• **Explore the material**:
1. Reproduce word for word the portion of the book announcement starting with "The book and" and going on through "never would happen.".
2. Using the book announcement, state whether each statement agrees with it: (a) The book contains personal stories from sixty-two men and women. (b) Epicenter Press printed an initial run of 10,000 copies. (c) Epicenter Press is based in Anchorage, Alaska. Answer yes or no for each and quote the deciding words.

• **Reading text**:
______________________________

A new release from Epicenter Press, The Spill: Personal Stories from the Exxon Valdez Disaster, is creating some news in Alaska because one of its interviews contains an all-out apology to Alaskans from Capt. Joe Hazelwood, who commanded the oil tanker that went aground in Bligh Reef in Prince William Sound twenty years this month, spilling an estimated 11 million gallons of crude oil.
In the new book, sixty-two men and women share personal stories in their own words describing what they saw, how they reacted, and how they coped with North America’s worst tanker spill. Reliving their experiences were fishermen, Alaska Native villagers, biologists, environmentalists, sociologists, Exxon executives, the governor, mayors, journalists, workers who washed oil rocks—even Hazelwood.
“I was the captain of a ship that ran aground and caused a horrendous amount of damage,” Hazelwood told co-author Sharon Bushell. “I can’t escape responsibility, nor do I want to. I would like to offer an apology, a heartfelt apology to the people of Alaska for the damage caused by the grounding of a ship that I was in command of.”
The book and Hazelwood’s apology were the subject of a front-page lead story in the Anchorage Daily News on March 5.
Other first-person accounts tell of a shockingly slow response, the struggle to save the stricken tanker, the often heroic but largely futile efforts to limit the spread of oil and clean the beaches, a heart-breaking loss of fish and wildlife, and a loss of innocence among Alaskans who believed this spill never would happen.
Epicenter Press printed an initial press run of 5,000 copies of The Spill in a trade paperback original with a list price of $17.95. Among its 288 pages are 18 pages of color photos and an elaborate two-page map. Epicenter is a regional trade publisher based in Fairbanks, Alaska and Kenmore, Washington specializing in nonfiction titles about Alaska and the Pacific Northwest.

______________________________

• **Data extract**:
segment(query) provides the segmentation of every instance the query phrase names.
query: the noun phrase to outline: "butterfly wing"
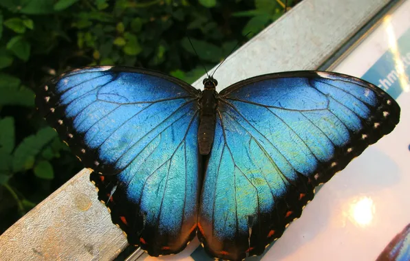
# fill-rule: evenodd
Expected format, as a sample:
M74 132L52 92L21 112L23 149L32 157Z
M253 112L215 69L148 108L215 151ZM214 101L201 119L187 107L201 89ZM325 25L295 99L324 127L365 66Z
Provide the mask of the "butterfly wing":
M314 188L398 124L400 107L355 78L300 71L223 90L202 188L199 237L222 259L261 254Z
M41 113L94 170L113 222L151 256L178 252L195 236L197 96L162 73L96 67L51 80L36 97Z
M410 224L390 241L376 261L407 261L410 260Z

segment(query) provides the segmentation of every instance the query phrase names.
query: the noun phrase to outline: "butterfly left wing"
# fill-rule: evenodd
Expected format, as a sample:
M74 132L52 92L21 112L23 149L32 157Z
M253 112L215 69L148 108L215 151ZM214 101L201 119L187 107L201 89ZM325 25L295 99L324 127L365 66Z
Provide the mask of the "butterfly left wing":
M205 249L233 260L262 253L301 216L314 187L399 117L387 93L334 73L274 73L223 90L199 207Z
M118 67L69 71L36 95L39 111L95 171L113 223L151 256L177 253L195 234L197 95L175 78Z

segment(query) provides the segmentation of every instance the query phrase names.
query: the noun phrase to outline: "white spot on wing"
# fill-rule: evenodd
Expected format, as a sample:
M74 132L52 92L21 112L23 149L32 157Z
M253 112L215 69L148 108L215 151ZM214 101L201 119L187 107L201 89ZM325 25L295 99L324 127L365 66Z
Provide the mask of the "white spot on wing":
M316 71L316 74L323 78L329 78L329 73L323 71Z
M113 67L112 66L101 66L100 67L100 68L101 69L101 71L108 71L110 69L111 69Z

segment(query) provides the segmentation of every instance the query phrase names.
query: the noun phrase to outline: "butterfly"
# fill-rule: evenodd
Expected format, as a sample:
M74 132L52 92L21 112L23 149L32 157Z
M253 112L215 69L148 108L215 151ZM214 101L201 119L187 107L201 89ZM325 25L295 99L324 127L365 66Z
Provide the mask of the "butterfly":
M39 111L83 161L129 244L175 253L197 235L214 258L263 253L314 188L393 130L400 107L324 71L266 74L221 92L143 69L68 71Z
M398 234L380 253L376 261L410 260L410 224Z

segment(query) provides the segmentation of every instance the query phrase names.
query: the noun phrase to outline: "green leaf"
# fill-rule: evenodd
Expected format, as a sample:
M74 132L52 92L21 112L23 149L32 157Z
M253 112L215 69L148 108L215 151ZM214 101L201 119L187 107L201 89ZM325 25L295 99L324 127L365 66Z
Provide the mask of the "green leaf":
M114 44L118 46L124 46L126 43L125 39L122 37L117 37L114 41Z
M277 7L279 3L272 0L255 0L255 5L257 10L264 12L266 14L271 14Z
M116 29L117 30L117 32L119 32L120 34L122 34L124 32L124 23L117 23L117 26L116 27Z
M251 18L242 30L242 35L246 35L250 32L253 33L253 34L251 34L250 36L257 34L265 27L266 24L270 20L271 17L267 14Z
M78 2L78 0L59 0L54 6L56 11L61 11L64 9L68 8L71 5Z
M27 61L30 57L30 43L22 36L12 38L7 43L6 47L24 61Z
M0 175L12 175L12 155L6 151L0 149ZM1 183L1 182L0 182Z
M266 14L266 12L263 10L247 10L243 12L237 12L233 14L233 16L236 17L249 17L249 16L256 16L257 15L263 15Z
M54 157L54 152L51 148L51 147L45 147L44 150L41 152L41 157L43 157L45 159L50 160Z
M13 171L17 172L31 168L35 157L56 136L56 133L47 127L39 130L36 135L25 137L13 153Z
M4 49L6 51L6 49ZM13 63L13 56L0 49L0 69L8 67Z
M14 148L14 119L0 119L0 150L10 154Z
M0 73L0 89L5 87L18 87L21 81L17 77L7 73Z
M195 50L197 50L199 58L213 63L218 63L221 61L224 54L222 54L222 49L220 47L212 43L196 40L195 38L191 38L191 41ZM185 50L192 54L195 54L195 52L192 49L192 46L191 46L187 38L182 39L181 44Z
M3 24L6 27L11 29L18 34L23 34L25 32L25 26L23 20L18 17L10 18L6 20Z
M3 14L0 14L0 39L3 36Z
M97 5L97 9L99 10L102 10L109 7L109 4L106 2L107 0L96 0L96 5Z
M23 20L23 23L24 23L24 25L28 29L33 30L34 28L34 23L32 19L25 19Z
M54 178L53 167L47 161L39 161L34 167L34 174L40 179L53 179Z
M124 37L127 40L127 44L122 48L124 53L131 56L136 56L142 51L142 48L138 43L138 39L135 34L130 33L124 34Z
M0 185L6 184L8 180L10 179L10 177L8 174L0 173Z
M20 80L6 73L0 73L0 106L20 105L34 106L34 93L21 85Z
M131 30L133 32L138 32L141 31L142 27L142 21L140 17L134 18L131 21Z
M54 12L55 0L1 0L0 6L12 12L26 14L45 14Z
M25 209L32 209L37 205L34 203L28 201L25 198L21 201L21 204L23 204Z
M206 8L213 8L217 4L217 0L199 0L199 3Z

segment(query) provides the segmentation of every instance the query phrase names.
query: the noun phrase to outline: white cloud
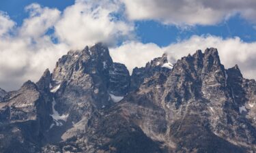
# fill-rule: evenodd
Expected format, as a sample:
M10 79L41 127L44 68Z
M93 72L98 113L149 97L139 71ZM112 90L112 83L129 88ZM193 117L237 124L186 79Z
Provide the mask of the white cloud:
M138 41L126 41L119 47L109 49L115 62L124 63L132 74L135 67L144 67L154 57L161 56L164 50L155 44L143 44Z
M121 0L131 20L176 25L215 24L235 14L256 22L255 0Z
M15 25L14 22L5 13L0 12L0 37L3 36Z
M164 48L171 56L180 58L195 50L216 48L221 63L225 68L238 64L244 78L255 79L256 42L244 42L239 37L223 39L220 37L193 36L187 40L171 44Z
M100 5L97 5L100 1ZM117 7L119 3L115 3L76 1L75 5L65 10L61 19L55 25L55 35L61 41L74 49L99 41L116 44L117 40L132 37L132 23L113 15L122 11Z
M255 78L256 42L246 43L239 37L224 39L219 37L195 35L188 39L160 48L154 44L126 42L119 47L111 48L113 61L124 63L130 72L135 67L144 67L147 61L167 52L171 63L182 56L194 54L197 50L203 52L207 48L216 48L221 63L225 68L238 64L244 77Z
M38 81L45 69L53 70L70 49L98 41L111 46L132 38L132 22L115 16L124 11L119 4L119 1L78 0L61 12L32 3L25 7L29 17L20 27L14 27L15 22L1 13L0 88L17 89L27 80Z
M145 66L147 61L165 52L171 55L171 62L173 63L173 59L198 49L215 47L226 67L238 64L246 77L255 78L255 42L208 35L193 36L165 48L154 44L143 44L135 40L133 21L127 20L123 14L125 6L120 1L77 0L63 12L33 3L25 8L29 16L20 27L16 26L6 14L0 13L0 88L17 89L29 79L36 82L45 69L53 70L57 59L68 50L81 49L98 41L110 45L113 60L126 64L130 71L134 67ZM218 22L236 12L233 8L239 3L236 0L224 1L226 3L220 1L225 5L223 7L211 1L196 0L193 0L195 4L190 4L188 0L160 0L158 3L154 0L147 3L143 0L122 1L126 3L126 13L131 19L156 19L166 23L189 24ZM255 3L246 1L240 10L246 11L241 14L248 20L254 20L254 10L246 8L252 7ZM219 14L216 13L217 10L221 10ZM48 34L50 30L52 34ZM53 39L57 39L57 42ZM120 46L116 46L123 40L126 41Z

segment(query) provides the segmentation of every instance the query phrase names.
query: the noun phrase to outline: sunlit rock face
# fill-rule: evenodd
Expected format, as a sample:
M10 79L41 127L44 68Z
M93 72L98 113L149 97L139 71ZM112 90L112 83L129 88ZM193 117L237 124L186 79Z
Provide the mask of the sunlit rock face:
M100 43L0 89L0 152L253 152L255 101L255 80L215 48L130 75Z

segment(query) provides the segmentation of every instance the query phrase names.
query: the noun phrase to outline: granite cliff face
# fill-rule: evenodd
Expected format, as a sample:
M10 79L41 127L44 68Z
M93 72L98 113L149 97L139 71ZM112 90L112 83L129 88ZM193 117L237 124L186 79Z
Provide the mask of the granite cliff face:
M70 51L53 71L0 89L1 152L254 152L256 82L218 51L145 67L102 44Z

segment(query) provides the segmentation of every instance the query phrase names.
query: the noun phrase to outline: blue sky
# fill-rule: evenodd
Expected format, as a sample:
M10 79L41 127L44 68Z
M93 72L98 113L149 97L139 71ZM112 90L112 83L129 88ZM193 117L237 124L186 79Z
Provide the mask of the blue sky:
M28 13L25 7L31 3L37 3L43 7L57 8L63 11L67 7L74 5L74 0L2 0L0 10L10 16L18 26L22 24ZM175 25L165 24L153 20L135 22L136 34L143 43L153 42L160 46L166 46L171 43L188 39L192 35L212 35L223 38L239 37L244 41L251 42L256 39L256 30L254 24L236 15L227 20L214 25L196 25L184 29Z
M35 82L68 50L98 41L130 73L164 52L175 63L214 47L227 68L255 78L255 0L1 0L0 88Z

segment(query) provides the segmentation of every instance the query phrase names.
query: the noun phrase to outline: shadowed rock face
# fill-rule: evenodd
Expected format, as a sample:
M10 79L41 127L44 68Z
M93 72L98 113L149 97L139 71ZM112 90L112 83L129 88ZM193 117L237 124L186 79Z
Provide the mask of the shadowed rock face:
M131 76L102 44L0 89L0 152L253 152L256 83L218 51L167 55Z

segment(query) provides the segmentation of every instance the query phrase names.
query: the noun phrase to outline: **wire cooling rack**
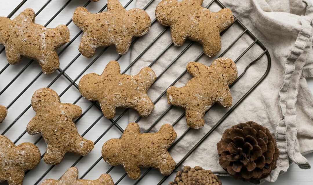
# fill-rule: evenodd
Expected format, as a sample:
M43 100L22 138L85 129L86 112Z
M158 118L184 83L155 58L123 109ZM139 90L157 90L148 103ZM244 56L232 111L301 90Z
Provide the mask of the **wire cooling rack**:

______________________________

• **Response list**:
1.
The book and Hazelwood’s apology were the subject of a front-page lead story in the Anchorage Daily News on March 5.
Other first-person accounts tell of a shockingly slow response, the struggle to save the stricken tanker, the often heroic but largely futile efforts to limit the spread of oil and clean the beaches, a heart-breaking loss of fish and wildlife, and a loss of innocence among Alaskans who believed this spill never would happen.

2.
(a) Yes: "sixty-two men and women share personal stories in their own words"
(b) No: "an initial press run of 5,000 copies"
(c) No: "based in Fairbanks, Alaska and Kenmore, Washington"